(MATERIAL SUPPLIED begins)
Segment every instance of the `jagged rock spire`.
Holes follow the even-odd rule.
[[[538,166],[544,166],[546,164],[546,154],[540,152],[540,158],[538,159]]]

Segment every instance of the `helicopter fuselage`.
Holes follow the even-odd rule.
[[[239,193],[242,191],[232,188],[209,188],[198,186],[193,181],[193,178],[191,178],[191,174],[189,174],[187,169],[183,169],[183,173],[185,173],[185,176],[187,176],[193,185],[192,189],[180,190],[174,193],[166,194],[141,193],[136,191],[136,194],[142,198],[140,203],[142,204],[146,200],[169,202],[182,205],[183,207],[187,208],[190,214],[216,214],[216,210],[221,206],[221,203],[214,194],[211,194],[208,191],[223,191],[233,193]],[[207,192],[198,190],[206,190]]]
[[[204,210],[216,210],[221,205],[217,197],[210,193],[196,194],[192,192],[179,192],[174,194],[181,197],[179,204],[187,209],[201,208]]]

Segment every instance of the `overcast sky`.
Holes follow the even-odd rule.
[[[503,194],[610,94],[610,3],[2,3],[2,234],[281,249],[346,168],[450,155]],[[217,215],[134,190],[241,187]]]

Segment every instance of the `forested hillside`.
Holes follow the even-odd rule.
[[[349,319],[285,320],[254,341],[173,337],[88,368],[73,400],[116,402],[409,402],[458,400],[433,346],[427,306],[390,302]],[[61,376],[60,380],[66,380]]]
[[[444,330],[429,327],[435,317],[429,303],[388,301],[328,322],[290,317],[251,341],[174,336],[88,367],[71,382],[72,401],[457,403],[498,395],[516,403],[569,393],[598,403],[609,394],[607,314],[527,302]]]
(MATERIAL SUPPLIED ends)
- **PROBLEM**: Exactly as they appear above, give the entries again.

- **FINISHED EXERCISE**:
Segment every instance of the `jagged rock spire`.
Holes follow the even-odd rule.
[[[538,166],[544,166],[546,164],[546,154],[540,152],[540,158],[538,159]]]

Segment every instance of the `helicopter fuselage`.
Holes follow the even-odd rule.
[[[239,193],[242,191],[232,188],[209,188],[198,186],[193,181],[193,178],[191,178],[191,174],[189,174],[187,169],[183,169],[183,173],[185,173],[185,176],[187,176],[193,185],[192,189],[180,190],[174,193],[166,194],[141,193],[136,191],[136,194],[142,198],[140,203],[142,204],[146,200],[169,202],[182,205],[183,207],[187,208],[190,214],[216,214],[216,210],[221,206],[221,203],[214,194],[211,194],[208,191],[223,191],[233,193]],[[207,192],[198,190],[206,190]]]
[[[204,210],[216,210],[221,205],[217,197],[210,193],[196,194],[192,192],[179,192],[174,194],[181,197],[179,204],[187,209],[201,208]]]

Segment every instance of the `overcast sky`.
Holes follow the even-odd rule.
[[[503,194],[610,94],[610,3],[2,3],[2,234],[281,249],[346,168],[450,155]],[[217,215],[134,190],[241,187]]]

Segment every instance of the `forested hillside`.
Holes follow the even-odd rule.
[[[349,319],[285,320],[254,341],[173,337],[88,368],[73,400],[116,402],[409,402],[458,400],[433,346],[427,306],[390,302]],[[61,376],[60,380],[66,380]]]
[[[444,330],[429,327],[435,317],[429,303],[388,301],[328,322],[290,317],[251,341],[174,336],[88,367],[71,382],[72,401],[457,403],[498,395],[516,403],[569,393],[598,403],[609,394],[607,314],[527,302]]]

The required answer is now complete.